**ATIVIDADES**.
a: Copie o trecho do texto sobre o Porto Cai N’Água de "DNIT estuda plataforma" até "da estrutura portuária.".
b: Segundo o texto sobre o Porto Cai N’Água, em que cidade fica o porto?

-------- TEXTO FORNECIDO --------

DNIT estuda plataforma provisoria no Porto Cai N Agua
DNIT avalia instalar plataforma provisória no Porto Cai N’Água enquanto ajusta edital de reconstrução após impugnação e analisa viabilidade técnica.
O Departamento Nacional de Infraestrutura de Transportes (DNIT) informou que avalia a instalação de uma plataforma provisória no Porto Cai N’Água, em Porto Velho (RO), enquanto avança o processo de reconstrução definitiva da estrutura portuária.
Segundo ofícios enviados ao Ministério dos Transportes, o porto precisou ser retirado de operação por apresentar condições críticas nas estruturas navais, consideradas risco à segurança de passageiros e cargas. A medida também tem o objetivo de preservar o patrimônio público enquanto são planejadas as obras de recuperação e ampliação do terminal.

-------- REGISTROS --------

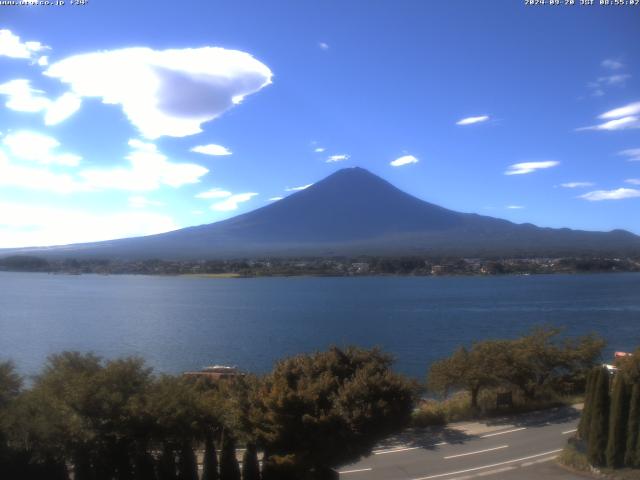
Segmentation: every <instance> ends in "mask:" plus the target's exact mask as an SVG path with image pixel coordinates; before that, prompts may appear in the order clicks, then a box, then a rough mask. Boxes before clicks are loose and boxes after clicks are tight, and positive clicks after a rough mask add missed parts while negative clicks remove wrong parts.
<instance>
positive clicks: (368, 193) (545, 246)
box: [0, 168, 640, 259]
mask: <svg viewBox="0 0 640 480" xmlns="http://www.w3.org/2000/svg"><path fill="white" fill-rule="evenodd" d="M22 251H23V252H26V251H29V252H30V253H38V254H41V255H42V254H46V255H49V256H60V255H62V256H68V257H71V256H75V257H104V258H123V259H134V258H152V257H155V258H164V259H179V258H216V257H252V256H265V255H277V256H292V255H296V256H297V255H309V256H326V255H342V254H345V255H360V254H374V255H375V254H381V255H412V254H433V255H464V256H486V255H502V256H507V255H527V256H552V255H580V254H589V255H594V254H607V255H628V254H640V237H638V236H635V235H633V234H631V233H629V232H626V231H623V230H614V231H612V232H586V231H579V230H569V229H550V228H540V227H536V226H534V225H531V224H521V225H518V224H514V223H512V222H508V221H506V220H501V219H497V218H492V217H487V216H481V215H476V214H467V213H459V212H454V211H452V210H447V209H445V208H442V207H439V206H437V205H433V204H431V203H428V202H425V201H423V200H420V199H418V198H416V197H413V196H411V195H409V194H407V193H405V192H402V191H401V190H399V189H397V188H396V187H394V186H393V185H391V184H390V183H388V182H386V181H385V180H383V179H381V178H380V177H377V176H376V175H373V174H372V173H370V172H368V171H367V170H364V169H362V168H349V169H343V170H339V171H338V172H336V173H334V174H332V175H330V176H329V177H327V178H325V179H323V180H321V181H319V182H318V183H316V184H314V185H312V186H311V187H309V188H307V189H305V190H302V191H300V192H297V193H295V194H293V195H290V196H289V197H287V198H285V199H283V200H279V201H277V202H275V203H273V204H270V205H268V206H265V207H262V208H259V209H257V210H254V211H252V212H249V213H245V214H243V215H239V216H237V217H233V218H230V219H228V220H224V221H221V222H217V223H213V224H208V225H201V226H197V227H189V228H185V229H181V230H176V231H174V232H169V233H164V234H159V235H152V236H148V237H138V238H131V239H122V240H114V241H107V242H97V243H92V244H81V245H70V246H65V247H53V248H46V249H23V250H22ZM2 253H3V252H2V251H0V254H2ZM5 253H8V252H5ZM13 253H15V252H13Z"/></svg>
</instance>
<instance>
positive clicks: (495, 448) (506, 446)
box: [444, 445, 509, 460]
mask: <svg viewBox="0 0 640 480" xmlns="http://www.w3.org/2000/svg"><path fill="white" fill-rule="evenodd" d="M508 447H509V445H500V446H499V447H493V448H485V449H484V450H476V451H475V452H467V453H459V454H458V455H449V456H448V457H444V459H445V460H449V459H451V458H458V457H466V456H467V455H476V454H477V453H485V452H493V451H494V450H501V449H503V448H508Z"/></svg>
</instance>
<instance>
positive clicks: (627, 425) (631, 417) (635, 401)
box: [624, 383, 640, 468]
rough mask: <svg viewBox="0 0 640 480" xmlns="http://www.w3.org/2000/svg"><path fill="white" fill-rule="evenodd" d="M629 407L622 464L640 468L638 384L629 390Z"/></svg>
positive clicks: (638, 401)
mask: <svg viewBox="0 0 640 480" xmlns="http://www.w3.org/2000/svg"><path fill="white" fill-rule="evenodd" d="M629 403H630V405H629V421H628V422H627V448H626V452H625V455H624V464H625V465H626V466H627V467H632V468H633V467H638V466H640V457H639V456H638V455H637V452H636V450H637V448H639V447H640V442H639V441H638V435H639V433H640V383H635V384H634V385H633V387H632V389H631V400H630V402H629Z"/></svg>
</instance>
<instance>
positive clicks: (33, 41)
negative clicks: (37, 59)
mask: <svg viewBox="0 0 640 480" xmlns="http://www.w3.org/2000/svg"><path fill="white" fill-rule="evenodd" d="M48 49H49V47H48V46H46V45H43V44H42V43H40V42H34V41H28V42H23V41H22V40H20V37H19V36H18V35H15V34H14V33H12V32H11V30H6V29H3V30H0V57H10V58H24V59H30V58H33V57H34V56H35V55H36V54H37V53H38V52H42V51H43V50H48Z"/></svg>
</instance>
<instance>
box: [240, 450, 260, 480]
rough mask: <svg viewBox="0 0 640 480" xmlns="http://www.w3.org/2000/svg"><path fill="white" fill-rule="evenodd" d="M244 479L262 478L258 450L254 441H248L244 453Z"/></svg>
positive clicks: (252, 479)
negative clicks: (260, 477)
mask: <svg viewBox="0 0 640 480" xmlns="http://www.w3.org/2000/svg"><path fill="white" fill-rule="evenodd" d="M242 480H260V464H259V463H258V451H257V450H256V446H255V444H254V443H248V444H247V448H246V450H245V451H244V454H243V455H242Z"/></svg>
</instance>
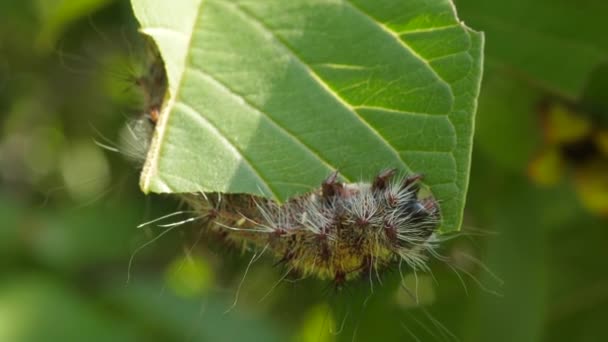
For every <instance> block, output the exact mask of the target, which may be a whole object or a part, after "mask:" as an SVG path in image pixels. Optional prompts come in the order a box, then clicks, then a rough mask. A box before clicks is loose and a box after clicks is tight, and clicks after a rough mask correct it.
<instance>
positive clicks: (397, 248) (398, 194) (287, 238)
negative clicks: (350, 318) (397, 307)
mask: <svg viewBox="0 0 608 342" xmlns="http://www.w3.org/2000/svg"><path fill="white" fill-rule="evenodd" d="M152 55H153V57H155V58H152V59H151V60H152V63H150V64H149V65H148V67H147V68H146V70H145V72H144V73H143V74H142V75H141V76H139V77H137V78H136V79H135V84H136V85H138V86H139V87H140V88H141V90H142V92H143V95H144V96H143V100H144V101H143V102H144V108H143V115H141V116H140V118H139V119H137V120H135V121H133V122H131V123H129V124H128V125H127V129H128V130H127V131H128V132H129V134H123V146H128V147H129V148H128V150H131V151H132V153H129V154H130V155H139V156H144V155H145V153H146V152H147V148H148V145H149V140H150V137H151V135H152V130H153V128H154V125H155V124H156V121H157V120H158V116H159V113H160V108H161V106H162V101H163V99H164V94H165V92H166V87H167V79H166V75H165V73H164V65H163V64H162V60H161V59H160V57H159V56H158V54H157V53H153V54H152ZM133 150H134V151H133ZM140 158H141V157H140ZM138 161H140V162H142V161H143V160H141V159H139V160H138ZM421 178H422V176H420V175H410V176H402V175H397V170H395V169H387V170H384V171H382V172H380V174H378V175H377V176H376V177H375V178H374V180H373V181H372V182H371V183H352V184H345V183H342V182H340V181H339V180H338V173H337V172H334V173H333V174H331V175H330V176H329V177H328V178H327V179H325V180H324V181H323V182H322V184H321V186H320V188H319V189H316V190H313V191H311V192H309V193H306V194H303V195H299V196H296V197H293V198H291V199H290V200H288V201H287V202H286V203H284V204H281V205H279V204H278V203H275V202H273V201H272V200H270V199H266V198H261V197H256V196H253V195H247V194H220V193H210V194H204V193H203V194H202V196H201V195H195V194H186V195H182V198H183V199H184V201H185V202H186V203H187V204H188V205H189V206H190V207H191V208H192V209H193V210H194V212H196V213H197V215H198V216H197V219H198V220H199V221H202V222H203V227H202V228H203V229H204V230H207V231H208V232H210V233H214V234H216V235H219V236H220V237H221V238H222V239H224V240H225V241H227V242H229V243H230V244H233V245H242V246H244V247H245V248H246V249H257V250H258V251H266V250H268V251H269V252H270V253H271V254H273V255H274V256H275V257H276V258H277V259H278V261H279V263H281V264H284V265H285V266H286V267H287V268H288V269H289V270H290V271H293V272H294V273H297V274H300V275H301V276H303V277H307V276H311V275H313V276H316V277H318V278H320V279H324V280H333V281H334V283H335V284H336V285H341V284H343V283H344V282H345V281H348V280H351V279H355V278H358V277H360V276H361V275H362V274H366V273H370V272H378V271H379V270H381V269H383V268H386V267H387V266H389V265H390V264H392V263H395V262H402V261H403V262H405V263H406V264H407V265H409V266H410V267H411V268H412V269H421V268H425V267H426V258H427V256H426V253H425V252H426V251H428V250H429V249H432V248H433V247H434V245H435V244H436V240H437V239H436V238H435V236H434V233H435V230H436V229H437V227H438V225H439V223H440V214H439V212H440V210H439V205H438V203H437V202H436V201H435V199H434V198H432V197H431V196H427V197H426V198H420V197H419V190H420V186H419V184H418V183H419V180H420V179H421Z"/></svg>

--------

**RESPOSTAS**.
a:
DNIT estuda plataforma provisoria no Porto Cai N Agua
DNIT avalia instalar plataforma provisória no Porto Cai N’Água enquanto ajusta edital de reconstrução após impugnação e analisa viabilidade técnica.
O Departamento Nacional de Infraestrutura de Transportes (DNIT) informou que avalia a instalação de uma plataforma provisória no Porto Cai N’Água, em Porto Velho (RO), enquanto avança o processo de reconstrução definitiva da estrutura portuária.

b: Em Porto Velho (RO).